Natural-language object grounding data
------------------------------------------------------------------------
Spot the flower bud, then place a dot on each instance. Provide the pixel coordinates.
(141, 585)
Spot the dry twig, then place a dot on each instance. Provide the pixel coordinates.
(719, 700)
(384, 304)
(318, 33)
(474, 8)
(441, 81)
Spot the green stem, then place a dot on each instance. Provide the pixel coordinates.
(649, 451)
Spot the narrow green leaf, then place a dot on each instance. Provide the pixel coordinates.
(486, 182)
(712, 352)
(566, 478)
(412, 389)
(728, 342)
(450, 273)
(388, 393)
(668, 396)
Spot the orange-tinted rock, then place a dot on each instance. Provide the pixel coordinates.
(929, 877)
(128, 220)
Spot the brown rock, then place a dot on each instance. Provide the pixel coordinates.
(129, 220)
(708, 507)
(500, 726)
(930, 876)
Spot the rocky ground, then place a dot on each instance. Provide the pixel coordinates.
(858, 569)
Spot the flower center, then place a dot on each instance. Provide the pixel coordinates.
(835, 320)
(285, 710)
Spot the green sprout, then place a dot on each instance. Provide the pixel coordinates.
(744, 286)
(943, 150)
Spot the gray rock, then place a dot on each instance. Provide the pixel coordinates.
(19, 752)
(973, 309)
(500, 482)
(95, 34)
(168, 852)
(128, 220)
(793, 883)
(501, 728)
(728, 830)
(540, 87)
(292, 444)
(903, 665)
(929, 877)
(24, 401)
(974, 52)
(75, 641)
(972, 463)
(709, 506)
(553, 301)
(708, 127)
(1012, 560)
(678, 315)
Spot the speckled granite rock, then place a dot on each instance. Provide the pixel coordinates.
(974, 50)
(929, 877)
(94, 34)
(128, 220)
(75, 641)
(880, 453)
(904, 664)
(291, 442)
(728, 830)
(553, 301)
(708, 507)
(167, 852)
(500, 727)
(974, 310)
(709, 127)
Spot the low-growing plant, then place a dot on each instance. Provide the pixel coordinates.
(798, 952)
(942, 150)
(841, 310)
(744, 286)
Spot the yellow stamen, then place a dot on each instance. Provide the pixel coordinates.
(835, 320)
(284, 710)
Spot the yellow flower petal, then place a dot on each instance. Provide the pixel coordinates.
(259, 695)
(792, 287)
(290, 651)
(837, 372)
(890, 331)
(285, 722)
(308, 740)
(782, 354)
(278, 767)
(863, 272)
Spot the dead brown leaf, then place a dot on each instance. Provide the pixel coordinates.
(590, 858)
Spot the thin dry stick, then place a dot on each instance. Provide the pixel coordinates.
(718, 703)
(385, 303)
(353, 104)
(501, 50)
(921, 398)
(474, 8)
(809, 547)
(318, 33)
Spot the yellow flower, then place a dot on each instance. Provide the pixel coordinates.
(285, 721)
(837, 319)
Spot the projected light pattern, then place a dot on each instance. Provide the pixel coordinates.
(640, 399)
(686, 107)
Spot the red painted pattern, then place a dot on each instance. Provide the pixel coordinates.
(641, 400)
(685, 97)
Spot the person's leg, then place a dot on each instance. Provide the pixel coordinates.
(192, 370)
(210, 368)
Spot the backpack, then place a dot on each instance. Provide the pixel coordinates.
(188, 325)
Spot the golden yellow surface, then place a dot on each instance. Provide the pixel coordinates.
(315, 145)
------------------------------------------------------------------------
Exercise description:
A word-for-word copy of the data above is the goal, so set it all down again.

Reply to the exercise:
Spot the flower bud, then place a dot on each instance. Provide the pixel coordinates.
(141, 585)
Spot the dry twig, then place a dot on each instance. Provide the pixel coordinates.
(719, 700)
(384, 304)
(318, 33)
(474, 8)
(441, 81)
Spot the green stem, then place a dot on each instance. Provide the pixel coordinates.
(649, 451)
Spot the narrow green leaf, then place a dot on each instance. Provide the pixel coordinates.
(486, 182)
(712, 352)
(566, 478)
(412, 389)
(728, 342)
(450, 273)
(388, 393)
(668, 396)
Spot the orange-tinted rock, then place a dot on each instance. Provide the pixel coordinates.
(929, 877)
(128, 220)
Spot the brown rock, then place a dot on each instance. Provide the pixel coordinates.
(129, 220)
(708, 507)
(500, 726)
(930, 876)
Spot the rocky ground, then place a dot on each instance. Provide the pixel coordinates.
(858, 569)
Spot the flower center, then place a dot on each instance. Provide the pixel coordinates.
(835, 320)
(285, 710)
Spot the green sprout, then place a dot on each instance. Provide the pixel coordinates.
(744, 286)
(943, 150)
Spot the gray rock, then place a dot on each instance. Provide the pixel coordinates.
(19, 752)
(973, 309)
(500, 482)
(95, 34)
(168, 852)
(128, 220)
(793, 883)
(501, 728)
(728, 830)
(540, 87)
(292, 444)
(903, 665)
(929, 877)
(24, 401)
(974, 52)
(75, 641)
(972, 463)
(709, 506)
(553, 301)
(708, 127)
(1012, 560)
(678, 315)
Spot the speckled granite rock, then place a dot on each instance. Provide the pixel coordinates.
(974, 50)
(929, 877)
(94, 34)
(128, 220)
(75, 641)
(880, 453)
(904, 664)
(291, 442)
(728, 830)
(553, 301)
(708, 507)
(167, 852)
(500, 727)
(974, 310)
(709, 127)
Spot the low-growing plant, then place a dot on each instance. Provide the pixel coordinates.
(798, 952)
(942, 150)
(841, 310)
(744, 286)
Spot the yellow stamen, then place a dot on each instance. Provide the pixel coordinates.
(835, 320)
(284, 710)
Spot the yellow flower petal, then place a dot on each instance. Provide the pixel coordinates.
(259, 695)
(792, 287)
(290, 651)
(837, 372)
(890, 331)
(285, 722)
(308, 740)
(782, 354)
(278, 767)
(863, 272)
Spot the dead brown leaf, then place a dot on each instance. Provide the pixel coordinates.
(590, 858)
Spot the thin dry stick, then place a dot on each instance. Provide the pixel coordinates.
(718, 703)
(385, 303)
(353, 104)
(501, 50)
(921, 398)
(474, 8)
(809, 547)
(318, 33)
Spot the yellow flower, then place a dot on each instance. Provide the pixel coordinates.
(285, 721)
(837, 319)
Spot the projected light pattern, then place a dot on each instance. Provide the pixel coordinates.
(640, 399)
(686, 107)
Spot the red painted pattern, then place a dot on each instance. Provide the pixel coordinates.
(641, 400)
(685, 97)
Spot the person's leg, then place a dot on each instance. Provide the pixel coordinates.
(192, 370)
(210, 368)
Spot the backpack, then place a dot on each instance. Provide the pixel coordinates.
(188, 325)
Spot the golden yellow surface, then place a dot on each instance. Provide the pixel coordinates.
(315, 145)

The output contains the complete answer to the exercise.